Source text ->
* start *

# Baby Mice and Mother for sale



## clare_gaynor (Apr 9, 2011)

Hi My name is Clare, i recently bought 3 mice from a pet shop and was told they were all males. Just over a week later one of them popped out 16 babies. When i contacted the pet shop i was told to put the babies in the freezer and kill them, i couldnt do this and so i have the dilemma of finding them new homes and have absolutely no idea. They are all lovely and in an ideal world i would love to keep them all but i cant. So any advice would be great. Im not looking for money for them, just good homes.


----------



## Wight Isle Stud (May 19, 2010)

Hi Clare, I am disgusted at the pet shop offering this advice to a newcomer to mice. At the very least they should of offered to take them back for you. when the litter is 4 weeks old split the sexes or you could have unplanned babies. Its the pet shops fault so they should at the very least helpout with free cages, you will need a cage for each male and a couple for all the does.


----------



## Kallan (Aug 16, 2009)

* end *

Dataset excerpts ->
* start *

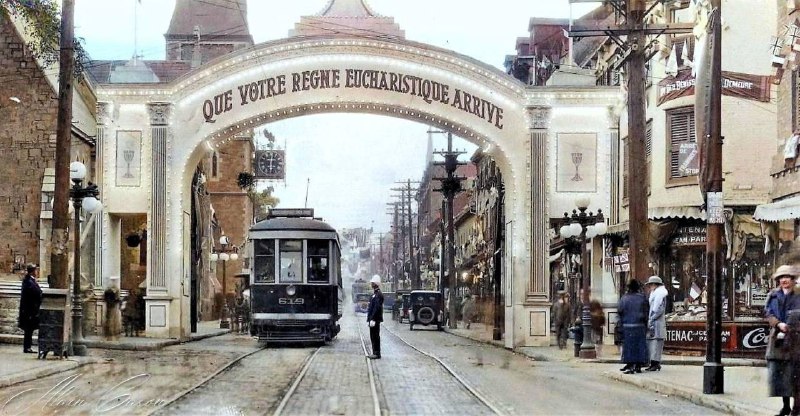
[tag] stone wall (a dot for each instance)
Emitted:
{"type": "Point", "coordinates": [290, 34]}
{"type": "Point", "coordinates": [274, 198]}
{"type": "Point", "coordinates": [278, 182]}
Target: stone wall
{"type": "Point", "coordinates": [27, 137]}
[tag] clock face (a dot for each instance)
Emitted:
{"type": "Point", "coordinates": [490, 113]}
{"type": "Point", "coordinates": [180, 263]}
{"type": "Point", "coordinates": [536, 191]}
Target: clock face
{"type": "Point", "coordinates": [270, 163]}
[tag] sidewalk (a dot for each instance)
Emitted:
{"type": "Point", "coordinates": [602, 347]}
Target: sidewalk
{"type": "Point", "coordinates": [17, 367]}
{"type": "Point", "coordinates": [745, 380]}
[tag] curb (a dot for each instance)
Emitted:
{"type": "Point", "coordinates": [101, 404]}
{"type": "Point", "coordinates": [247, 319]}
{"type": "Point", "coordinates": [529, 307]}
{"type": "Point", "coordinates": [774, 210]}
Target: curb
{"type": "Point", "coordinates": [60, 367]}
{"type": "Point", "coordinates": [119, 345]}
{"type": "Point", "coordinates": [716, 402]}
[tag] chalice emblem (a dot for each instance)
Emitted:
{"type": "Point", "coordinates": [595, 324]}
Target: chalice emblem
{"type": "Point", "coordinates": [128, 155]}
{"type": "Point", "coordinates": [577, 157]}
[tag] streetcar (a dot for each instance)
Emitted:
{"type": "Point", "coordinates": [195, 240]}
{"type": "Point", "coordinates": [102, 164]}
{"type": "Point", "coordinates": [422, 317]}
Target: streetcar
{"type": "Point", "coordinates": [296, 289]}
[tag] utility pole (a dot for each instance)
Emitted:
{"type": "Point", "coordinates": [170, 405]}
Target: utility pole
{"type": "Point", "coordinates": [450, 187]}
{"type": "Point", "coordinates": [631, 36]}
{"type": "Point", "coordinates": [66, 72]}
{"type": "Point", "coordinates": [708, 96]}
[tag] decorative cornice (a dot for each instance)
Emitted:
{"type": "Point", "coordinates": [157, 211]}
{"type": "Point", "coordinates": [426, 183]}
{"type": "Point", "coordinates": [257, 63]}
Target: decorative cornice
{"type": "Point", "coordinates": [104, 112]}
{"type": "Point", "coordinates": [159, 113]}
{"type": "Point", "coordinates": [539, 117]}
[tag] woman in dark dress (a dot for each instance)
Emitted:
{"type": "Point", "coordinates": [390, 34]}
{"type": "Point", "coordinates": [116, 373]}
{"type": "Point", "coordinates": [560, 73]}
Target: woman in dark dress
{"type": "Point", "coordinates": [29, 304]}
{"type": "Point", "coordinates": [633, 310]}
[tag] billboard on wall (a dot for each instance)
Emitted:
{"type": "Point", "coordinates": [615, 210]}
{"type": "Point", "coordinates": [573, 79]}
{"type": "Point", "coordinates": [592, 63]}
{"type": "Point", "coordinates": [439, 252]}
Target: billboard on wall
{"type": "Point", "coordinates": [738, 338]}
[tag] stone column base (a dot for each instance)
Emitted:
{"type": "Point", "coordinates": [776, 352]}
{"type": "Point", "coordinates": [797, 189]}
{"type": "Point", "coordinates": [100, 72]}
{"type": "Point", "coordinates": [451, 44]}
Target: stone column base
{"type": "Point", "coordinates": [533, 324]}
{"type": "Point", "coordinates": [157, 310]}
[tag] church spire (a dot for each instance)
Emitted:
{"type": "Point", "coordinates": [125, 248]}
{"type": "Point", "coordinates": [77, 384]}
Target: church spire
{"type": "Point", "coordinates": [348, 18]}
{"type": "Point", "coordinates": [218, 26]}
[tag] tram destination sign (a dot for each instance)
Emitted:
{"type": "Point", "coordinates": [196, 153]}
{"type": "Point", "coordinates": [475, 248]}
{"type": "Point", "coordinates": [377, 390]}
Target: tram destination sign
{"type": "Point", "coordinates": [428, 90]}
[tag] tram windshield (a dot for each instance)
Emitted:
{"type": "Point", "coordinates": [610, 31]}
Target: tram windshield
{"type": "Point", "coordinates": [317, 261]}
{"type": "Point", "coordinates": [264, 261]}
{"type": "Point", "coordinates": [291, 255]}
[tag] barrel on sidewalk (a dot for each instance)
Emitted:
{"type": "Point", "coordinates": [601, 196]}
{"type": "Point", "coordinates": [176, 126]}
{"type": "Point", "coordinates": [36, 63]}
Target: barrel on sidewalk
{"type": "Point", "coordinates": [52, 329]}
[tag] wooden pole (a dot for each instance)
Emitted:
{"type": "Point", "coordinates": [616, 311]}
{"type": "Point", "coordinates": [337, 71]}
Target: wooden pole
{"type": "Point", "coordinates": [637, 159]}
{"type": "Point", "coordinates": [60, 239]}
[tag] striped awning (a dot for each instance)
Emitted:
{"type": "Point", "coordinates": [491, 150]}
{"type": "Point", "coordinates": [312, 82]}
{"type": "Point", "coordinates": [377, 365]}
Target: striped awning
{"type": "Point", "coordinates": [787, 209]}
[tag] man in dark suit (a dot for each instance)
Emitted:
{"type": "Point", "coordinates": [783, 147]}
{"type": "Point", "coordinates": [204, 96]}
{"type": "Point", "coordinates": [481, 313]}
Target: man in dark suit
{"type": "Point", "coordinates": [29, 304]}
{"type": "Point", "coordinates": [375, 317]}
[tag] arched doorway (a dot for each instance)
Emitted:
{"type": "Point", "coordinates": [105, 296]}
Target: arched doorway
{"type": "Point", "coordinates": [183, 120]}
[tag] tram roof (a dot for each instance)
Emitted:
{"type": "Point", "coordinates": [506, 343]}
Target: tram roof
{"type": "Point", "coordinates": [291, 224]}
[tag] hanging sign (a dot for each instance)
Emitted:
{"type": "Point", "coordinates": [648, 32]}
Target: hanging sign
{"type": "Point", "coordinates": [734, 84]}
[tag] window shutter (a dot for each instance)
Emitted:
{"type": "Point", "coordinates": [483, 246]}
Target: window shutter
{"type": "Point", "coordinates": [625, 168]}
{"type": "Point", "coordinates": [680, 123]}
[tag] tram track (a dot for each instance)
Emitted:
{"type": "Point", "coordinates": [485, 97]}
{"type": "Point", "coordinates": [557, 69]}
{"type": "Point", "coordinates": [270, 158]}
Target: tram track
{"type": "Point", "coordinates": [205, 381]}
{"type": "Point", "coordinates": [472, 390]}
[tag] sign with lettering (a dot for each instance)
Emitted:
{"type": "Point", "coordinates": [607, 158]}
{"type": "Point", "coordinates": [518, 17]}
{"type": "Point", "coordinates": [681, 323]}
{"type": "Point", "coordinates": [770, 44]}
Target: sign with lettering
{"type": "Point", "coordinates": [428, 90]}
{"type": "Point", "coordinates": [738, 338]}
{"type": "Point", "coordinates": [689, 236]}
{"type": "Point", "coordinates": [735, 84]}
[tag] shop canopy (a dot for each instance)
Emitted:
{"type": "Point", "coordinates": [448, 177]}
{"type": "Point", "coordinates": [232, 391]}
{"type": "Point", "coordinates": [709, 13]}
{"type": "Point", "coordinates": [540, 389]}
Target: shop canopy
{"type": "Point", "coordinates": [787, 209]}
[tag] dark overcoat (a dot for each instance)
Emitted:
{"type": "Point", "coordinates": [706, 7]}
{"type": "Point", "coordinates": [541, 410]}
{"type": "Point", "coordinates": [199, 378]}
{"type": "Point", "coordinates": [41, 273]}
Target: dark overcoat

* end *

Work to do ->
**1.** In the thread about the baby mice, at what age does the reply say the litter should be split by sex?
**2.** Write what comes next in the thread about the baby mice, picking up after its final line.

Answers per task ->
**1.** When the litter is 4 weeks old.

**2.**
Hi Clare, welcome. Whereabouts are you located?


----------



## maisymouse (Feb 10, 2011)

Awww I recently took in a pregnant mouse as the owner would have killed the babies, I couldnt leave her and the babies
Let us know where you are, people might be able to take some in for you


----------



## clare_gaynor (Apr 9, 2011)

Hi thanks for all advice, i live in Oxfordshire. I have had a look at the mice but at the moment cant tell the difference. They are in their hopping stage 'Flea stage' so they aren't staying still for long. Its stressing me out, i really don't want more babies.


----------



## maisymouse (Feb 10, 2011)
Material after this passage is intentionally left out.